**PROBLEM REQUIREMENTS**. Look through the records and copy each line that has "window" in it.

**SUPPLIED INFORMATION**.
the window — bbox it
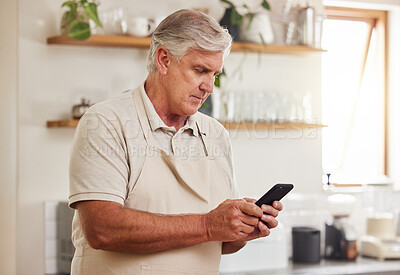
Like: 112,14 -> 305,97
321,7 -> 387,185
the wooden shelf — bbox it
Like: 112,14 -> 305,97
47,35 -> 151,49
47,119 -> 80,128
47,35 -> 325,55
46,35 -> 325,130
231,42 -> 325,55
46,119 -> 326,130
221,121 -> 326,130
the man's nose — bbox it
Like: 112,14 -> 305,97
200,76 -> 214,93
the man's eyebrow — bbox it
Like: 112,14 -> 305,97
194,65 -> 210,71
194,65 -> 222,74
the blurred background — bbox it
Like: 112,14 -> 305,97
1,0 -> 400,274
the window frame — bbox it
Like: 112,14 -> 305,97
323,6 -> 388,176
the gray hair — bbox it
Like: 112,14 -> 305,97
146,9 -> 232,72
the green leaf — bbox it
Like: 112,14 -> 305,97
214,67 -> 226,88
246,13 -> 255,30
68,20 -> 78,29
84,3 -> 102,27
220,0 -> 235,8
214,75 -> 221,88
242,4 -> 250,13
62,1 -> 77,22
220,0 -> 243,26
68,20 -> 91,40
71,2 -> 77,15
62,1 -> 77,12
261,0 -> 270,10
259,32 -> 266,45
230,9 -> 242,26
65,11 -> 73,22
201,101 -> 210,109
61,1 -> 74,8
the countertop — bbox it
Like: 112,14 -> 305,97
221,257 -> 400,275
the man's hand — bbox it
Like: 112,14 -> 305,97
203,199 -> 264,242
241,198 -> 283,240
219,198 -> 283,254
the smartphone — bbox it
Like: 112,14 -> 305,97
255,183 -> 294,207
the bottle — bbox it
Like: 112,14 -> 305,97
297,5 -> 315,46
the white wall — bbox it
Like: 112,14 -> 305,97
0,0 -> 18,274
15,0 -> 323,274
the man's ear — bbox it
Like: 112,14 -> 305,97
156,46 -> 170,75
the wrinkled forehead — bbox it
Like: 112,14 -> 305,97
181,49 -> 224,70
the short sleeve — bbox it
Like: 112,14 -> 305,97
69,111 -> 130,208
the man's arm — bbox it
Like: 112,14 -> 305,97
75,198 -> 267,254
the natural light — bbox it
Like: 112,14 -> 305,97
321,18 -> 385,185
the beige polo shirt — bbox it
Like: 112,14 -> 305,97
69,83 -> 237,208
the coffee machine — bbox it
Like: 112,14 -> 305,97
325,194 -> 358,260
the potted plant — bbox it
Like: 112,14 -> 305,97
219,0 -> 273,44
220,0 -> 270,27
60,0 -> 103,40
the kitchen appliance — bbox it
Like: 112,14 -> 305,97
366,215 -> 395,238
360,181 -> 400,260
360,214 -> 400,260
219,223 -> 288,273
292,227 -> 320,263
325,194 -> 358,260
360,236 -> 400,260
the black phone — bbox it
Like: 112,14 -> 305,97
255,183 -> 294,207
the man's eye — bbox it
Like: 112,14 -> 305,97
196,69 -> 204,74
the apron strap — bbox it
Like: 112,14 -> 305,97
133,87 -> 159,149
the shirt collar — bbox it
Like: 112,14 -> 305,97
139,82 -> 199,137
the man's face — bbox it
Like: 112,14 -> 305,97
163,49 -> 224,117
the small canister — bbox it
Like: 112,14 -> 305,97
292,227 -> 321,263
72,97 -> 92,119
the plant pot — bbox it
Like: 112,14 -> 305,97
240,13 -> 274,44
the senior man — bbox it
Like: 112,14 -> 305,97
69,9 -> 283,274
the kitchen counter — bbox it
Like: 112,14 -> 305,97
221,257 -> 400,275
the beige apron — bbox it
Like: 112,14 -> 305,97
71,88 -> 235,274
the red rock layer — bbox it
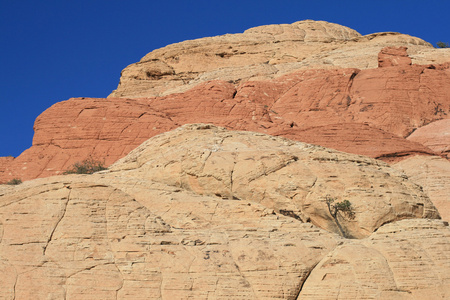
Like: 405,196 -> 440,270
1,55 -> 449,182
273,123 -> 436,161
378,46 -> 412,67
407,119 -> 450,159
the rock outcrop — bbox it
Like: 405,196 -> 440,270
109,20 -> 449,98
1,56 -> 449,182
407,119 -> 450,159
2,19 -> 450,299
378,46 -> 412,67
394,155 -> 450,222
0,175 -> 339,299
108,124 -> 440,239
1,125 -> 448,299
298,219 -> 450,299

**EXPECTED OUTPUT**.
the window — bbox it
the window frame — bbox it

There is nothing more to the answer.